PASSAGE
--- START ---
OT:RR:CTF:VS H086775 GG
Assistant Port Director, Trade
U.S. Customs and Border Protection
200 East Bay Street
Charleston, SC 29401
RE: Request for Internal Advice; Valuation of Automobile Components; Foreign Trade Zone
Dear Ms. Gibson:
This is in response to your memorandum dated November 25, 2009, which forwarded an internal advice request submitted by [Company A]. Our response also takes into account information provided in a conference call with [Company A] and its representatives on February 25, 2010. [Company A] has requested that certain information contained in its request and accompanying attachments be accorded confidential treatment, on the basis that it contains trade secrets and commercial information regarding [Company A’s] products and processes, the disclosure of which would cause substantial harm to its competitive position. We grant the request. The bracketed portions of this decision constitute confidential information pursuant to section 177.2(b)(7), Customs Regulations, and will be deleted from published versions of the decision.
--- END ---
TASKS TO PERFORM
1 - In the customs ruling letter, on what date did the conference call with [Company A] and its representatives take place?
2 - Carry the customs ruling letter forward from its final sentence.

MATERIAL PROVIDED
--- START ---
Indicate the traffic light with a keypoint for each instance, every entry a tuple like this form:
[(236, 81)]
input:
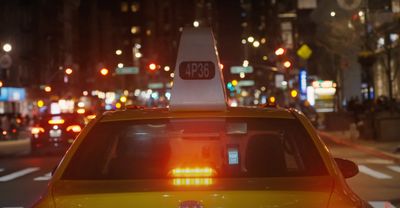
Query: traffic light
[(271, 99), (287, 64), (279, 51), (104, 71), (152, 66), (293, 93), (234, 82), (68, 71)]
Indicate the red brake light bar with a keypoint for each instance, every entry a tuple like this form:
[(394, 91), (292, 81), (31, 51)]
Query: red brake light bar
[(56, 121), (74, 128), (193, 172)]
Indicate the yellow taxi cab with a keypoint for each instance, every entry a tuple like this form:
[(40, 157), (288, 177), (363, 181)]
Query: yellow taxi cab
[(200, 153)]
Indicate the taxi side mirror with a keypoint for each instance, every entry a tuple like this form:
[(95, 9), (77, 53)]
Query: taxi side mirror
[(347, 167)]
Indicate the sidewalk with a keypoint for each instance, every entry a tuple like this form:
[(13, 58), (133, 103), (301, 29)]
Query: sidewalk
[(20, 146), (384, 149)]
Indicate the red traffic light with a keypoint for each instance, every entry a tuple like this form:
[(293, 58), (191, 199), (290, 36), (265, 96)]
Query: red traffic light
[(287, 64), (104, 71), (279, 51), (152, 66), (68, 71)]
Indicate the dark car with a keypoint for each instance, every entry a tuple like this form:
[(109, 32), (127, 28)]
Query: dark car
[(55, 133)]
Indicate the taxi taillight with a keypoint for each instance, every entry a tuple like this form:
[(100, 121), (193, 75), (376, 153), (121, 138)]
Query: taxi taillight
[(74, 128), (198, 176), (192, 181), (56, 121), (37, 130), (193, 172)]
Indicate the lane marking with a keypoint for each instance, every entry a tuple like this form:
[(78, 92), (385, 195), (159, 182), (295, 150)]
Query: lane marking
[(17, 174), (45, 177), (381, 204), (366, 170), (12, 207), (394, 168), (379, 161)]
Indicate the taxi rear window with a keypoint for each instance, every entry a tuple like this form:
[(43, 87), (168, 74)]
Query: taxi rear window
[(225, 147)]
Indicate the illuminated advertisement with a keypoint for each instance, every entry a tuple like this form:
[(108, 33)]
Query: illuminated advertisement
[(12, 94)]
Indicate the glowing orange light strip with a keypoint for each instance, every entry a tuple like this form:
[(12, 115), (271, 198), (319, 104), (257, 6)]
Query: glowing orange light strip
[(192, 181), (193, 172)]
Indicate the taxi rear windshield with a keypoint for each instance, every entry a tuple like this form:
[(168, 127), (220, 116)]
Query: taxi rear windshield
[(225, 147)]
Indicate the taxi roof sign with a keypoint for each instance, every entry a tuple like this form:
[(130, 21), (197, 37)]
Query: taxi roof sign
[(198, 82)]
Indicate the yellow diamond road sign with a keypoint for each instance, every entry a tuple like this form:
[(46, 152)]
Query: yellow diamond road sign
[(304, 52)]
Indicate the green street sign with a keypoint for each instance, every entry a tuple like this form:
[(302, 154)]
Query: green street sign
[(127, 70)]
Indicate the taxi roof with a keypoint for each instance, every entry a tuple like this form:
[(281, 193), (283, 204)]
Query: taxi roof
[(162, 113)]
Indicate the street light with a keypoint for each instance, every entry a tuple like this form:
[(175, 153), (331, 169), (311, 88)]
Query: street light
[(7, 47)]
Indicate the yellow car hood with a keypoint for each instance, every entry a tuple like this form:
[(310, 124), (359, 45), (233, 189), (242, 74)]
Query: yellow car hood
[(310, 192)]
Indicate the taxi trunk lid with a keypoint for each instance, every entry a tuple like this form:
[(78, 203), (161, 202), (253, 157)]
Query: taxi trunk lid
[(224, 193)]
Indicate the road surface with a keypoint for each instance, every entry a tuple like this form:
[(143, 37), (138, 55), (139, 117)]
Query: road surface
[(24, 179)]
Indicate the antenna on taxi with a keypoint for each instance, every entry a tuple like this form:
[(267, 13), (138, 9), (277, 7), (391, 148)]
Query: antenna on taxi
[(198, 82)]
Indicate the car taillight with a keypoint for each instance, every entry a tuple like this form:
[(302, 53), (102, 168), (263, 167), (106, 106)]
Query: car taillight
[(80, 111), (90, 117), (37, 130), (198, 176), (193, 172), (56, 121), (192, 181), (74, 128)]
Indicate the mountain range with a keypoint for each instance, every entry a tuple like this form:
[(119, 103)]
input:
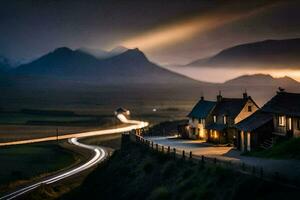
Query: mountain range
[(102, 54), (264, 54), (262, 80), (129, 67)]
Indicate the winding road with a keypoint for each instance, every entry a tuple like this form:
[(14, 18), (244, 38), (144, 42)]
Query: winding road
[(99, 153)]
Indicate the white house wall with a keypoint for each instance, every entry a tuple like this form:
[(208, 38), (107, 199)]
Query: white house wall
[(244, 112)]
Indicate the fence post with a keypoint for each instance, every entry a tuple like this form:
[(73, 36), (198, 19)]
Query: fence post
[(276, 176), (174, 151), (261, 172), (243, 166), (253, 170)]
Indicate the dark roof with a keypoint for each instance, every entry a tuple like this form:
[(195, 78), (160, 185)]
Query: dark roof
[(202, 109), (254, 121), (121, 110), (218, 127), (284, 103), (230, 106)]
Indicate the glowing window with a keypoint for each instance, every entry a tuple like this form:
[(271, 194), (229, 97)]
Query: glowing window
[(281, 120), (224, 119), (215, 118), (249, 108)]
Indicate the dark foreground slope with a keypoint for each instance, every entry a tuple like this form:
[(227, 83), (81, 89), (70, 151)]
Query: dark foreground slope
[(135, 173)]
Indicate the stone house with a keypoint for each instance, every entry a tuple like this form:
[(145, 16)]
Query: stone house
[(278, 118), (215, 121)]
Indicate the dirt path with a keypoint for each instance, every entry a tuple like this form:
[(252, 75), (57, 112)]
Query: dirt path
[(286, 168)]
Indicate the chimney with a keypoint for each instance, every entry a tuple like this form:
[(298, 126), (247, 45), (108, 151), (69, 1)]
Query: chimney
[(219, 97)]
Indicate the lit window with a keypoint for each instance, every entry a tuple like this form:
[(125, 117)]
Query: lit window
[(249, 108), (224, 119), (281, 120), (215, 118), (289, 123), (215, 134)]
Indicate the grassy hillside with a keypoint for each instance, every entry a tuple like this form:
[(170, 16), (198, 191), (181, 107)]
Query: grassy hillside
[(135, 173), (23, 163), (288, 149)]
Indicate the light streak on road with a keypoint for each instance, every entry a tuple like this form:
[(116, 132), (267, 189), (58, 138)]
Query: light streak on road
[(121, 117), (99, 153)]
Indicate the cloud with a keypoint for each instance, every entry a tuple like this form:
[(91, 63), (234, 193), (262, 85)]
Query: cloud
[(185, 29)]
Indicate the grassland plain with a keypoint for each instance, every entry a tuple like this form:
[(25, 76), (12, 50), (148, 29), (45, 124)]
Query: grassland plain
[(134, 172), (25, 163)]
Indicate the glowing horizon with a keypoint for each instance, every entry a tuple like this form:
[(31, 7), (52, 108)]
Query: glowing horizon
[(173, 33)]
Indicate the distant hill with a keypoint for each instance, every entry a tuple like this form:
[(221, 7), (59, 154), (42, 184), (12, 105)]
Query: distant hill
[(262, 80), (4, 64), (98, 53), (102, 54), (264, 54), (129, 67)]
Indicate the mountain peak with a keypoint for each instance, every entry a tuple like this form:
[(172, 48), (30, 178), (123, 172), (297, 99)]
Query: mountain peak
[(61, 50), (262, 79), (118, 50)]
--- END ---
THE REPLIES
1 - February 25, 2010.

2 -
FACTS:
[Company A] purchases automotive components from foreign suppliers, some of which have been designated by [Company A’s] customer, [Company B]. [Company B] maintains business relationships with these directed suppliers, and negotiates the prices for the components sold to and received by [Company A’s] facility in [XXX] on [Company A’s] behalf. Once prices have been negotiated with a supplier, [Company B] issues a purchase order for the components to [Company A], and [Company A] then issues a purchase order to the supplier. Both purchase orders reflect the price negotiated by [Company B] with the suppliers.
[Company A] admits the imported components into its Foreign Trade Zone (“FTZ”) subzone in [XXX] in either privileged or non-privileged status. It takes title to the components at that time. [Company A] then assembles the components into chassis assemblies, which after assembly are shipped to [Company B’s] FTZ subzone as a zone-to-zone transfer. [Company B] then incorporates the chassis assemblies into finished vehicles. [Company A] reports a dutiable value for the components to [Company B], which reflects the purchase order price in effect at the time the goods were admitted into [Company A’s] zone and reported on the CBP Form 214.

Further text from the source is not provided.